*DIRECTIVE*.
Copy out the records word for word, starting at the line containing "Where can you spot the speedboat?" and ending at the end of the records.

*PROVIDED DATA*.
-- Start --
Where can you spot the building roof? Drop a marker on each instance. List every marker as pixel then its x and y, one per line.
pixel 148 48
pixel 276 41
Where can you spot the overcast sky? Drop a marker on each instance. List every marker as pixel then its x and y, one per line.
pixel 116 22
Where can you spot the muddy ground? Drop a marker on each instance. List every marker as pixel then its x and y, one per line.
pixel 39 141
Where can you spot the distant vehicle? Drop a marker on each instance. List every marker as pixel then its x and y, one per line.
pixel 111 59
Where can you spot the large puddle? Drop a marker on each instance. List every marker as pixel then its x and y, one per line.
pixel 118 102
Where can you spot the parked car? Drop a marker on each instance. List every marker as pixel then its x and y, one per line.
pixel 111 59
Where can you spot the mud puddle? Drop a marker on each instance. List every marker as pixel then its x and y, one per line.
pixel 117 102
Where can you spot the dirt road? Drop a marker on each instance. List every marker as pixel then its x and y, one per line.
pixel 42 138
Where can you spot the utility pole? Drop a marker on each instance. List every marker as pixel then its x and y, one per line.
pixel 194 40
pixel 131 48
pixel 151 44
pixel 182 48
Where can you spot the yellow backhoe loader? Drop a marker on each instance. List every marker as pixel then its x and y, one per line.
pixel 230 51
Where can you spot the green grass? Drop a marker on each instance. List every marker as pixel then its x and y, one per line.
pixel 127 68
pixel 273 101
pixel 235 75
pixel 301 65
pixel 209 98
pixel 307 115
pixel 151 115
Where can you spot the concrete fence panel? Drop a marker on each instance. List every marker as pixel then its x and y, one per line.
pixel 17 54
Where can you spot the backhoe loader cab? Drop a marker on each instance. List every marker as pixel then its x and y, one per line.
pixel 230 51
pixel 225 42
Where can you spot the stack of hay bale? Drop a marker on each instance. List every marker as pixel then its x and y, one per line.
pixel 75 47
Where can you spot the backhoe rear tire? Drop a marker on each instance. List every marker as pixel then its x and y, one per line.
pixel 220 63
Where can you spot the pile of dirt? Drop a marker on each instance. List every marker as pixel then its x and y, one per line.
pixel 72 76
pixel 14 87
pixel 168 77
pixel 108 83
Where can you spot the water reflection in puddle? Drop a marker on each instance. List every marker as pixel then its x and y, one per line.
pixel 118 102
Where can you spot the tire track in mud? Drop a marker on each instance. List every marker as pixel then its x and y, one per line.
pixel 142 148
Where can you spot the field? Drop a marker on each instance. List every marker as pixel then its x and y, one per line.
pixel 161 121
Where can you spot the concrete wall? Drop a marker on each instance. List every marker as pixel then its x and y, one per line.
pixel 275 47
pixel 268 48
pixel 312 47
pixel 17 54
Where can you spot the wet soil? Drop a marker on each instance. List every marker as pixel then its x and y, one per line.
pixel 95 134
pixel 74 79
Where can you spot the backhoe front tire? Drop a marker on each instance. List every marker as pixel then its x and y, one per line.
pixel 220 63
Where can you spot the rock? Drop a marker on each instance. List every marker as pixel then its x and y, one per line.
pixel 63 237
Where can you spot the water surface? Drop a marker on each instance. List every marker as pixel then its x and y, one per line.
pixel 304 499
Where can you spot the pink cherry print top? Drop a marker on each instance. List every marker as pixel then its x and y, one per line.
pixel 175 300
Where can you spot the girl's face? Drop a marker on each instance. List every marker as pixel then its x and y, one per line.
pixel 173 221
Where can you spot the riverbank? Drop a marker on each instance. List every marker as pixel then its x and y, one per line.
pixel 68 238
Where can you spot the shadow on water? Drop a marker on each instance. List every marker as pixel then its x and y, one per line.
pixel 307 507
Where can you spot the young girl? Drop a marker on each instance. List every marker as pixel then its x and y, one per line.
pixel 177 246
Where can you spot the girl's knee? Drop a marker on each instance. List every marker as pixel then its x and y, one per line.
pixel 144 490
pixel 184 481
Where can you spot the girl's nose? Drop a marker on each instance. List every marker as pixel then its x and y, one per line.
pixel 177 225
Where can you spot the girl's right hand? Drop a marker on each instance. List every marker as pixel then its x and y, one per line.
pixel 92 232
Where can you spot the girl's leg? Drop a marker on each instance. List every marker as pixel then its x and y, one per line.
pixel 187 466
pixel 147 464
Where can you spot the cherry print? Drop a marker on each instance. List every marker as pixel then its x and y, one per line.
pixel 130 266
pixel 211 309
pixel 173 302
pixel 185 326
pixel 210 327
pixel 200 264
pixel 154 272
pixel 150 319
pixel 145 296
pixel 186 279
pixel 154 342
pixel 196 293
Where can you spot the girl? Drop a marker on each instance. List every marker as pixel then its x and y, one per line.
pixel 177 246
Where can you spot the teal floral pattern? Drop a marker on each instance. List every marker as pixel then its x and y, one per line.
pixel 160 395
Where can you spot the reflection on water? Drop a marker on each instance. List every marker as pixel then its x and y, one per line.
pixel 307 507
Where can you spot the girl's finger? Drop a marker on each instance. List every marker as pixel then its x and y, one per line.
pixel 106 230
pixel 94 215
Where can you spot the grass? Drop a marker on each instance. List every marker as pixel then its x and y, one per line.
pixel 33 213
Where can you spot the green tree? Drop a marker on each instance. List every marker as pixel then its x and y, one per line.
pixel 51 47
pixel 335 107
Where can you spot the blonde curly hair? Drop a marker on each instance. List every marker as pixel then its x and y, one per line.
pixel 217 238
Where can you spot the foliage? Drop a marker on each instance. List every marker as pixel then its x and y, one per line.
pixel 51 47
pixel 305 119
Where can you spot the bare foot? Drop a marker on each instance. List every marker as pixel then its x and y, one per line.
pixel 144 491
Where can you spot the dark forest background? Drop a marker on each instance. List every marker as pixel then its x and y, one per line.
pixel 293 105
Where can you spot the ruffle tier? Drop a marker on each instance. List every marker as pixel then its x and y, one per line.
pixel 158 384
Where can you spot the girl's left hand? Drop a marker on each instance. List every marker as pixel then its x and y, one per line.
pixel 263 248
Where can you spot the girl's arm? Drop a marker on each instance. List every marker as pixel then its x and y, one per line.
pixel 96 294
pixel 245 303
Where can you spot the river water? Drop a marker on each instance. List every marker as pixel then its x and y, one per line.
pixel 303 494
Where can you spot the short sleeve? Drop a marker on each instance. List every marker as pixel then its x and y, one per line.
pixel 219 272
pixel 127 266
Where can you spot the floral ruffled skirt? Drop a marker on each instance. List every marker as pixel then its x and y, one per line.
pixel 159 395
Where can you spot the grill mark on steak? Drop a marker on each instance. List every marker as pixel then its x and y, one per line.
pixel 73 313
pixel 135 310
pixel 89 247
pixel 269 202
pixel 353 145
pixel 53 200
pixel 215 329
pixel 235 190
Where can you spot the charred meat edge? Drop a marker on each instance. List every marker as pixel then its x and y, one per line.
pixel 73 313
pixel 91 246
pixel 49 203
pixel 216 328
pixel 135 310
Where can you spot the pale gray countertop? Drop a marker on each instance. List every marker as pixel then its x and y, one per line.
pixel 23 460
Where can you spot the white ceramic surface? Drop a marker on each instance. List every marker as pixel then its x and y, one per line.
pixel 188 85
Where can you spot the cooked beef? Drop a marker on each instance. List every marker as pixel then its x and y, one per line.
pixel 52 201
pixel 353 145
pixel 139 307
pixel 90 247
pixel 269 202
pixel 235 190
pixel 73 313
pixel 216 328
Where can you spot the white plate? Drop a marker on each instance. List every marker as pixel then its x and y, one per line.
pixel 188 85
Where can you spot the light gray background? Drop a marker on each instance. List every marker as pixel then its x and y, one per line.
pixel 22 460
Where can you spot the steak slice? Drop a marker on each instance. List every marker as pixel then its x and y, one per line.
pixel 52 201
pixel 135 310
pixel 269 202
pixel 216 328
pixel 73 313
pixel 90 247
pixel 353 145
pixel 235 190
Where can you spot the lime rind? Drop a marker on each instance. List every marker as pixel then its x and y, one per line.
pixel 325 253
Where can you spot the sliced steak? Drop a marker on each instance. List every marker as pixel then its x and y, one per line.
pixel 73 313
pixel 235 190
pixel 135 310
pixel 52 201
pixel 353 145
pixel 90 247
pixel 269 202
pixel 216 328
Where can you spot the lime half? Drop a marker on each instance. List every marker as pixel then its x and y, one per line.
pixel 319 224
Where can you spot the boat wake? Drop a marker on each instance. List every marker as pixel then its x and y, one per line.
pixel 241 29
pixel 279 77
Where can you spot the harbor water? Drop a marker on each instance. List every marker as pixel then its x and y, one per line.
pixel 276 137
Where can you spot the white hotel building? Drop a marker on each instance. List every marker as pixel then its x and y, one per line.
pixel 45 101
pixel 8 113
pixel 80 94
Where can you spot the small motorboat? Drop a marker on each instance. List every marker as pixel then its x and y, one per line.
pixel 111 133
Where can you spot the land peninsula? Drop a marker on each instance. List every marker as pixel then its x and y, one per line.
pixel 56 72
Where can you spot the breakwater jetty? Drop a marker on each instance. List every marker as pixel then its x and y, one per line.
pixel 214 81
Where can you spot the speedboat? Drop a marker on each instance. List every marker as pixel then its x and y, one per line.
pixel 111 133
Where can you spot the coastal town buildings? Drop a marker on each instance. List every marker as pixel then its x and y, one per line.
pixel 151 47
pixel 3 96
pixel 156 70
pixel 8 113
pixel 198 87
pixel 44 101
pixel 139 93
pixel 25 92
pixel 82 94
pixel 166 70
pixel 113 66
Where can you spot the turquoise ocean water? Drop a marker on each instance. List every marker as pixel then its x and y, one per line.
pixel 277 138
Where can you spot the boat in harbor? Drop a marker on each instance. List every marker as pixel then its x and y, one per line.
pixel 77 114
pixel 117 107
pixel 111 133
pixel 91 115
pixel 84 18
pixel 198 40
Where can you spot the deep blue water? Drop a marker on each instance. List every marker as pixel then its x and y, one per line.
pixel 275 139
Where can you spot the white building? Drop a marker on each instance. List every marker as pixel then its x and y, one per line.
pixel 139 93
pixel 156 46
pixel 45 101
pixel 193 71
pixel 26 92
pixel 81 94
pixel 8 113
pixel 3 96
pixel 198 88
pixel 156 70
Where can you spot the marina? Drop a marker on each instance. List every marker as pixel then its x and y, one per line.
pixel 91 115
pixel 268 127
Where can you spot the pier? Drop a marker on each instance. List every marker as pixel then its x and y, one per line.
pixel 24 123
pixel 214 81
-- End --
*EXERCISE SOLUTION*.
Where can you spot the speedboat? Drop a marker on each instance. List every marker as pixel then its x and y, one per line.
pixel 111 133
Where can you spot the coastal town buildings? Drop a marker on each instance. List every marker as pixel then its x and y, one per line.
pixel 151 47
pixel 3 96
pixel 156 70
pixel 8 113
pixel 198 87
pixel 44 101
pixel 139 93
pixel 25 92
pixel 82 94
pixel 166 70
pixel 113 66
Where can you spot the turquoise ocean water? Drop a marker on each instance. List every marker as pixel then its x and y, one per line.
pixel 277 138
Where can you spot the boat in harbor? Drop a marker on each instance. List every marker as pixel then its x and y, one per line.
pixel 77 114
pixel 117 107
pixel 111 133
pixel 91 115
pixel 84 18
pixel 198 40
Where can you spot the deep blue water? Drop a marker on each instance. List every marker as pixel then its x and y, one per line.
pixel 275 139
Where can you spot the white building? Drop a marker on each instance. List every marker as pixel then its x and y, one per line.
pixel 139 93
pixel 156 46
pixel 45 101
pixel 193 71
pixel 26 92
pixel 81 94
pixel 8 113
pixel 3 96
pixel 198 88
pixel 156 70
Where can you spot the marina? Drop a marker on each instance. List every marker as pixel then its x and y, one per line.
pixel 91 115
pixel 268 127
Where can you spot the pier? Drop a marker on each instance. List every marker as pixel then its x and y, one per line.
pixel 24 123
pixel 214 81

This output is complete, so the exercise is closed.